[Langkah Pengerjaan]
A. Ketik ulang bagian teks tentang Desa Lebih di bawah ini yang dibuka dengan kata-kata berisi "Keberadaan desa ini" dan ditutup dengan "sejarah desa tersebut.".
B. Menurut teks tentang Desa Lebih, pada tahun berapa Bali resmi menjadi wilayah kekuasaan Majapahit?

[Bagian Dokumen]
--
![]() |
Pantai Lebih/Istimewa |
Desa Lebih, merupakan salah satu desa yang berada di Kecamatan Gianyar, Kabupaten Gianyar, Bali. Dari data BPS, hingga 2014, jumlah penduduk di desa ini sebanyak 6 ribu jiwa lebih.
Keberadaan desa ini juga memiliki sejarah yang panjang yang menarik untuk diulas. Dan dilansir dari website resmi Desa Lebih, berikut ini adalah sejarah desa tersebut.
Pada abad ke-13, Kerajaan Bedahulu menghadapi invasi dari Kerajaan Majapahit yang dipimpin oleh Patih Gajah Mada. Serangan tersebut dilancarkan dari dua arah, yaitu dari selatan oleh Gajah Mada sendiri dan dari utara oleh Arya Damar.
Dalam peperangan ini, pasukan Majapahit berhasil menaklukkan Patih Pasung Grigis di utara, sementara Patih Kebo Iwa dikalahkan melalui strategi tipu daya oleh Gajah Mada. Keberhasilan ini menandai kekalahan Bedahulu dan Bali resmi menjadi wilayah kekuasaan Majapahit pada tahun 1343 M.
Ketika Gajah Mada datang ke Bedahulu, ia bersama pasukannya menggunakan perahu yang dikenal sebagai rangkung. Mereka sering berlabuh di pantai dekat Blahbatuh. Karena seringnya kapal mereka tiba di tempat tersebut, kawasan itu kemudian dikenal dengan nama Rangkung. Meskipun kisah ini tidak tercatat dalam babad resmi, cerita ini terus diwariskan secara lisan oleh masyarakat.
--
[Data Tersimpan]

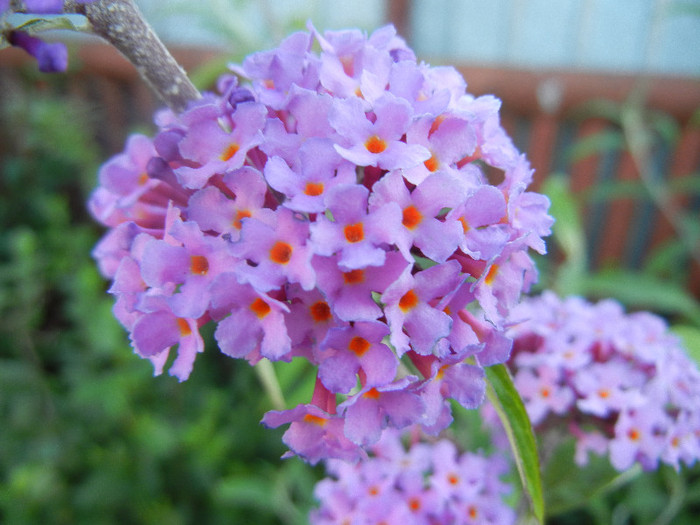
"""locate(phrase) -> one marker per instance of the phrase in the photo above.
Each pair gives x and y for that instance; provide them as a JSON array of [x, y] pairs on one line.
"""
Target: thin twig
[[120, 23]]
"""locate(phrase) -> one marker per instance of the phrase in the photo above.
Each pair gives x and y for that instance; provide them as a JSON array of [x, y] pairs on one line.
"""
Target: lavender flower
[[421, 483], [51, 57], [620, 382], [328, 206]]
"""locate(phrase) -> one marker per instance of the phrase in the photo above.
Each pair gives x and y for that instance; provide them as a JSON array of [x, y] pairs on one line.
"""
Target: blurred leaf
[[568, 233], [602, 142], [609, 110], [568, 485], [666, 261], [690, 337], [640, 290], [50, 23], [511, 411]]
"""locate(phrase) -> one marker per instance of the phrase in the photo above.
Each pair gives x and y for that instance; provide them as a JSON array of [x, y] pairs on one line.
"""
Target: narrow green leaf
[[568, 233], [690, 337], [602, 142], [511, 410], [70, 23]]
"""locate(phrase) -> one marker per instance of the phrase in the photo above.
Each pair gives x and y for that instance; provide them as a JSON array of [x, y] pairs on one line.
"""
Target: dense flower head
[[621, 382], [407, 481], [334, 206]]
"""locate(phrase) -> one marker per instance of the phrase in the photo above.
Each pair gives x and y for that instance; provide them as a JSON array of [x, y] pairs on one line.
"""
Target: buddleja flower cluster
[[51, 57], [424, 483], [335, 207], [622, 382]]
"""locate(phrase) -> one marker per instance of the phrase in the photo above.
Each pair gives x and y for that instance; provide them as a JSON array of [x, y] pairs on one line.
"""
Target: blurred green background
[[88, 435]]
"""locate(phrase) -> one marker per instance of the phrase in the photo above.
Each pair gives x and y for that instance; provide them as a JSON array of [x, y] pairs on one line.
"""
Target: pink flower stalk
[[620, 382], [415, 484], [328, 206]]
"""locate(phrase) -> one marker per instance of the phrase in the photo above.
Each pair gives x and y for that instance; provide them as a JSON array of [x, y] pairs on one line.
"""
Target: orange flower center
[[375, 145], [372, 393], [281, 253], [260, 308], [184, 327], [315, 420], [411, 217], [491, 275], [199, 264], [230, 151], [408, 301], [354, 276], [432, 164], [240, 215]]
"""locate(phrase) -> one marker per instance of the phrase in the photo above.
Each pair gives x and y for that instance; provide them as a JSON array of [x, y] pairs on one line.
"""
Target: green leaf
[[568, 233], [690, 337], [70, 23], [511, 410], [601, 142], [569, 486]]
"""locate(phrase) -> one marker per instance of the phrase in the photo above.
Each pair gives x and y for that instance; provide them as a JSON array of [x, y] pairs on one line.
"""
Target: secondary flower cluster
[[621, 381], [424, 483], [337, 208], [51, 57]]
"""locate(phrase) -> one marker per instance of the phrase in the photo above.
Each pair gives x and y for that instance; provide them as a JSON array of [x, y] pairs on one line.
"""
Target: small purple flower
[[329, 207], [358, 236], [416, 322], [622, 399], [51, 57], [358, 349], [277, 253], [370, 410], [376, 142], [313, 434], [430, 482]]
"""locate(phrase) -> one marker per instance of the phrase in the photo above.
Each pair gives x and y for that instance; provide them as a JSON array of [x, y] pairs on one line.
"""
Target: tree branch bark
[[121, 24]]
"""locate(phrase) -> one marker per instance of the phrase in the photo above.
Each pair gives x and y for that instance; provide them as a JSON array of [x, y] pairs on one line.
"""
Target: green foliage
[[596, 493], [660, 283], [516, 423], [88, 434]]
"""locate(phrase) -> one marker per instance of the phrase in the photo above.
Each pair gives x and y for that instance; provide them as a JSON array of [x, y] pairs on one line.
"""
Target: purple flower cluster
[[424, 483], [621, 382], [51, 57], [337, 208]]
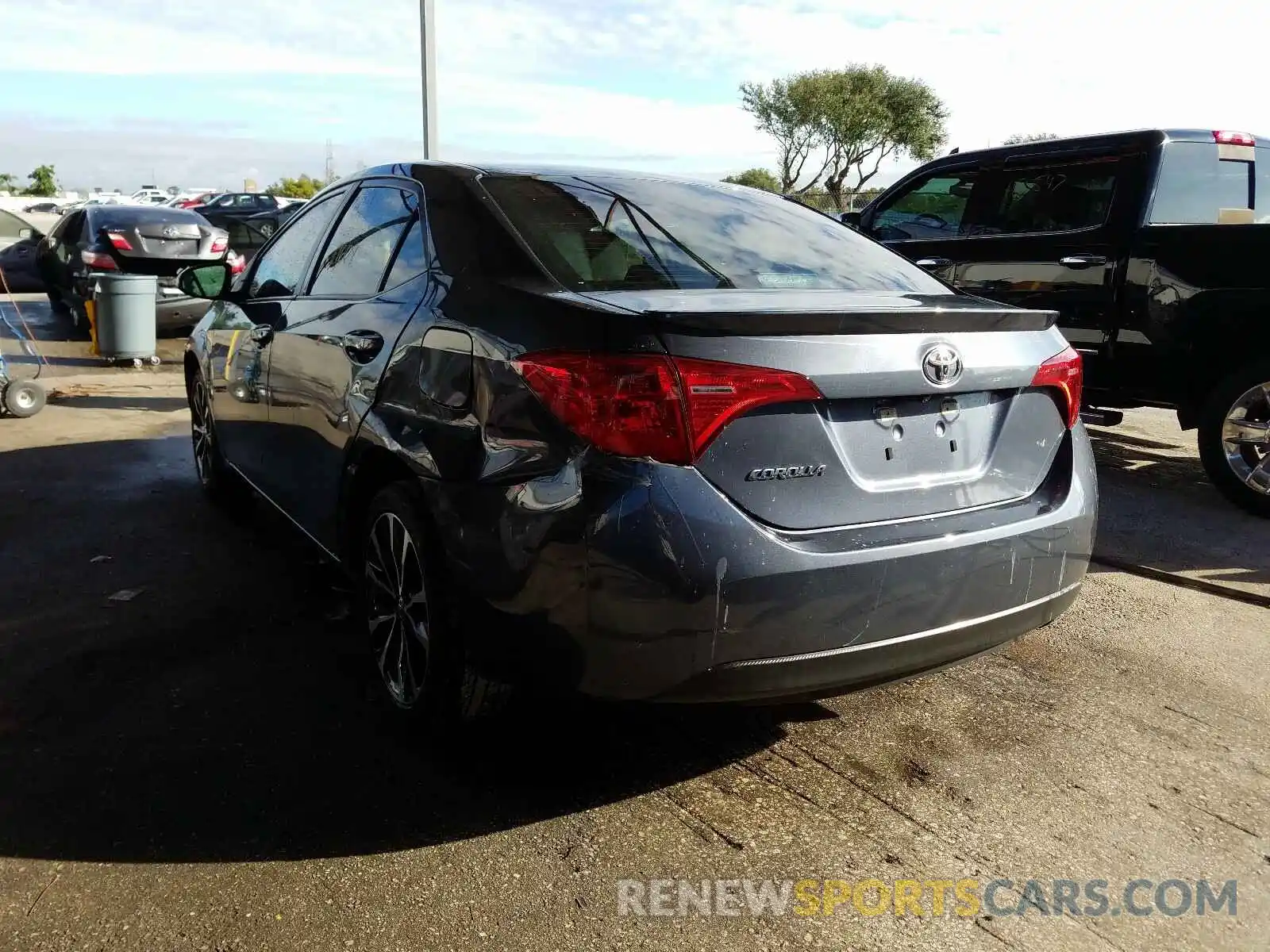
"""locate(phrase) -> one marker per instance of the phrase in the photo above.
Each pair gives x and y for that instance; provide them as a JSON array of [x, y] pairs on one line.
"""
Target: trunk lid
[[889, 441]]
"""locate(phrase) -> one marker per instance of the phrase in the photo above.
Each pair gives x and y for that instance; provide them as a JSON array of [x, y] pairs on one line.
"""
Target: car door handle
[[362, 346], [1083, 260]]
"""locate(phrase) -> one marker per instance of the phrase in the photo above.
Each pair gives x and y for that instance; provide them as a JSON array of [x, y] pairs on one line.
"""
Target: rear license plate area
[[914, 438]]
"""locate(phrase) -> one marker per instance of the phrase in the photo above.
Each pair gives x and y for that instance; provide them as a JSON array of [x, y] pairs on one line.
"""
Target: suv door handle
[[1079, 262], [362, 346]]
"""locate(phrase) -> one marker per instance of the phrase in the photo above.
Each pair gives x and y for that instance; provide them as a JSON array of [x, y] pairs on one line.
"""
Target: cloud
[[635, 78]]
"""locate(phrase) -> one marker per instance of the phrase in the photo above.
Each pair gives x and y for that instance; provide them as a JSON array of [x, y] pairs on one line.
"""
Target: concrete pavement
[[192, 758]]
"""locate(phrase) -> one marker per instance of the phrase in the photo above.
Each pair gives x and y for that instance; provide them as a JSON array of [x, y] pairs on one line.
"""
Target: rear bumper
[[689, 600], [859, 666]]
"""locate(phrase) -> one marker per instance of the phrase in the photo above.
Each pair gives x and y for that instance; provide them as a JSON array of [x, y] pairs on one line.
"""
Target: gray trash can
[[125, 315]]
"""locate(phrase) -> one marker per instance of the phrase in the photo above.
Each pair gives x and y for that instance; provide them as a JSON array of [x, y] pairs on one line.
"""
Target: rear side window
[[281, 267], [1056, 198], [364, 244], [933, 209], [1195, 184], [603, 232]]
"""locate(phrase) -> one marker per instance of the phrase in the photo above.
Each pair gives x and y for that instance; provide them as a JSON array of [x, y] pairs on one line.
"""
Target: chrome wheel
[[201, 429], [397, 607], [1246, 438]]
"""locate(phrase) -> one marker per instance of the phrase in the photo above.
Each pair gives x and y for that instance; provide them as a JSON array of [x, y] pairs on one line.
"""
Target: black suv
[[1151, 245]]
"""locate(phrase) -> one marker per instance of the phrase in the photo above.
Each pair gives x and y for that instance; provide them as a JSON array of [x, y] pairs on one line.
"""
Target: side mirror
[[206, 281]]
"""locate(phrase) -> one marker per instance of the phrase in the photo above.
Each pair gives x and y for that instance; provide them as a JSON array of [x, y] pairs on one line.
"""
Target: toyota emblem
[[941, 366]]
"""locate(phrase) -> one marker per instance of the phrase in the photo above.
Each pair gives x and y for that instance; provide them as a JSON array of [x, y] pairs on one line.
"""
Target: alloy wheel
[[201, 428], [1246, 438], [397, 607]]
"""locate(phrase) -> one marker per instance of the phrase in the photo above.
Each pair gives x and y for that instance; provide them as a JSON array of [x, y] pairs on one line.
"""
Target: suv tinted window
[[607, 232], [1195, 184], [281, 267], [1054, 198], [360, 251], [933, 209]]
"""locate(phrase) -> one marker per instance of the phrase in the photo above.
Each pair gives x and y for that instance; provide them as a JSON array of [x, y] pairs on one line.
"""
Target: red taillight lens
[[652, 405], [1066, 374], [98, 262], [1225, 137]]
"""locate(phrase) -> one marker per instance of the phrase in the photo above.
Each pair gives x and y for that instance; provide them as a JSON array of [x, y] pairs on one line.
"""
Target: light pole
[[429, 51]]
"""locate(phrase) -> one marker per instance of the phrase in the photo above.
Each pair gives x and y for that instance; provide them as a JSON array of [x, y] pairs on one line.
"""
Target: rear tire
[[412, 621], [23, 397], [220, 482], [1235, 441]]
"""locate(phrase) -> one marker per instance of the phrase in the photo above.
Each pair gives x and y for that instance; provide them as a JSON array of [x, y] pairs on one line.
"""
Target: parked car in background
[[133, 240], [1151, 247], [194, 198], [641, 437], [237, 205], [19, 239]]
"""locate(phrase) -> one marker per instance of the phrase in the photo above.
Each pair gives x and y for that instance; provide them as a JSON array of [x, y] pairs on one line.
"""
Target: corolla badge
[[785, 473], [941, 366]]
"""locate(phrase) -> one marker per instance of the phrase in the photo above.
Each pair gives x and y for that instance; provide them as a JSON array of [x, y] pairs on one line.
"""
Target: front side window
[[364, 244], [1195, 186], [602, 232], [1057, 198], [933, 211], [281, 267]]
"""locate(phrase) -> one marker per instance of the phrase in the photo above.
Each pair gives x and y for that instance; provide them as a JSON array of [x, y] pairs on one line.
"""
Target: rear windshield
[[1195, 186], [614, 234]]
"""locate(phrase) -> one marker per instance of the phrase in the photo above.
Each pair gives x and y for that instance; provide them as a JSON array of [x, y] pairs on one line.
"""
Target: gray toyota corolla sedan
[[641, 437]]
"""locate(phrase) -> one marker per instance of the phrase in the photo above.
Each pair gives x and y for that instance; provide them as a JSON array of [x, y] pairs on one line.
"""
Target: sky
[[131, 92]]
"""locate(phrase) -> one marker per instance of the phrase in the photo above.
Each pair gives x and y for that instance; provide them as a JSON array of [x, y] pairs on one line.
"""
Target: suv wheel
[[410, 619], [1235, 438]]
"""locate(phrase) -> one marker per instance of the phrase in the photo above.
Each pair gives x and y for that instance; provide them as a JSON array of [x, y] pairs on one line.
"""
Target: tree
[[756, 178], [44, 182], [304, 187], [850, 120], [787, 111], [1019, 139]]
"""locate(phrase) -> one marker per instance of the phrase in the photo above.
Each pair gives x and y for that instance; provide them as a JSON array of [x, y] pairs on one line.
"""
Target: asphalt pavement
[[192, 755]]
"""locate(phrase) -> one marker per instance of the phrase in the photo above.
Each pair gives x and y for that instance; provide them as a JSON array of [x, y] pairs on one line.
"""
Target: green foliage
[[756, 178], [850, 120], [785, 109], [304, 187], [1019, 139], [44, 182]]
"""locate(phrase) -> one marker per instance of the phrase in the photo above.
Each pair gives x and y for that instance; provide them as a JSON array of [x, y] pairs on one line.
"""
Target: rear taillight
[[98, 260], [1225, 137], [1064, 372], [653, 405]]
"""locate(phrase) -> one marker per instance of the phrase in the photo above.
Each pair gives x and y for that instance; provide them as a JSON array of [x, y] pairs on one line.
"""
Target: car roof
[[1045, 146]]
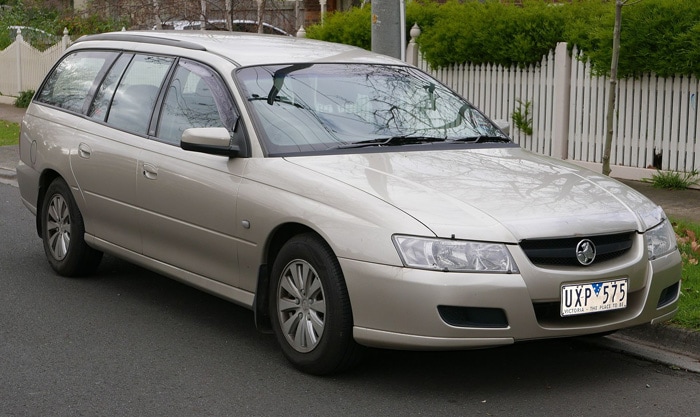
--
[Jawaban Diberikan]
A.
Keberadaan desa ini juga memiliki sejarah yang panjang yang menarik untuk diulas. Dan dilansir dari website resmi Desa Lebih, berikut ini adalah sejarah desa tersebut.

B. Pada tahun 1343 M.